━━━━━ The input ━━━━━

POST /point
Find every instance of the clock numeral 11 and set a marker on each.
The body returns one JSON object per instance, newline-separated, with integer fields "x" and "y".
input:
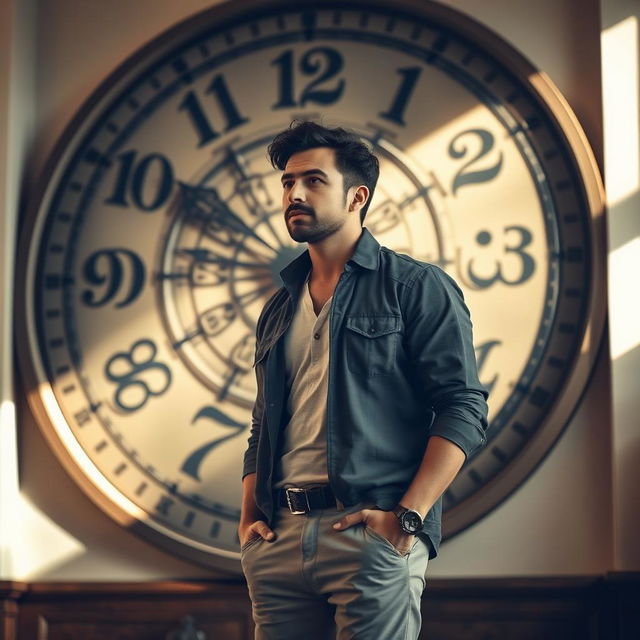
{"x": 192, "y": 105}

━━━━━

Change every occurrence of "marker" in the data above to "pin" and give the lines back with nothing else altered. Leave the pictures out of your answer.

■ **Problem solution**
POST /point
Find every instance of the clock numeral 11 and set a pin on each.
The body returns one JSON object per instance, newline-separated, with integer fields "x" and "y".
input:
{"x": 192, "y": 105}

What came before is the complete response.